EXTRACT ▸
★ ★ ★ ★

Following his suggestions, we were soon looking down on people swimming in small pools and sunbathing on the surrounding rocks. There were even some people camping in the area, as well as kids jumping the 5 metres or so from near the trail, down into one of the pools.

K in Motion Travel Blog. Southern Morocco and Western Sahara. Paradise Valley. Large Rock Pool

Once we’d walked to the end of the pools to see the small waterfall, we were feeling a bit hungry, so we returned to the portly man’s stall for some food.

K in Motion Travel Blog. Southern Morocco and Western Sahara. Paradise Valley Tables in Water

After filling up on food, I returned to the entrance to grab a taxi back to Agadir, while the portly man showed the couple I was with the secret swimming hole where they could enjoy a peaceful, secluded swim away from the crowds.

★ ★ ★ ★

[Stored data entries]
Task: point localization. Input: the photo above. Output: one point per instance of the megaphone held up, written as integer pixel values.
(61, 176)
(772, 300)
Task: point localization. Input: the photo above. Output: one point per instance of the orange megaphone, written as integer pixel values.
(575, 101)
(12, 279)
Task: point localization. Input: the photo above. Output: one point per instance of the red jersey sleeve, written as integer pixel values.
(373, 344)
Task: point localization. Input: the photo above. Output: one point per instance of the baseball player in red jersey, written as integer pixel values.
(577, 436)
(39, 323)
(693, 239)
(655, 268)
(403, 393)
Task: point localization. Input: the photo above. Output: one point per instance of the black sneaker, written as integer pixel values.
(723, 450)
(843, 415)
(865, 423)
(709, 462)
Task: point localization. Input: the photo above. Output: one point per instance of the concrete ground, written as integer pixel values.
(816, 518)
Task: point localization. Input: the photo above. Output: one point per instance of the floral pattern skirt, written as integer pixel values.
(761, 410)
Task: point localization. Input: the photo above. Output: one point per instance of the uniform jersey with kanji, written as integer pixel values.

★ ★ ★ ★

Copy the Paradise Valley passage from "Once we’d walked" to "for some food.", swapping "small waterfall" for "rocky gorge".

Once we’d walked to the end of the pools to see the rocky gorge, we were feeling a bit hungry, so we returned to the portly man’s stall for some food.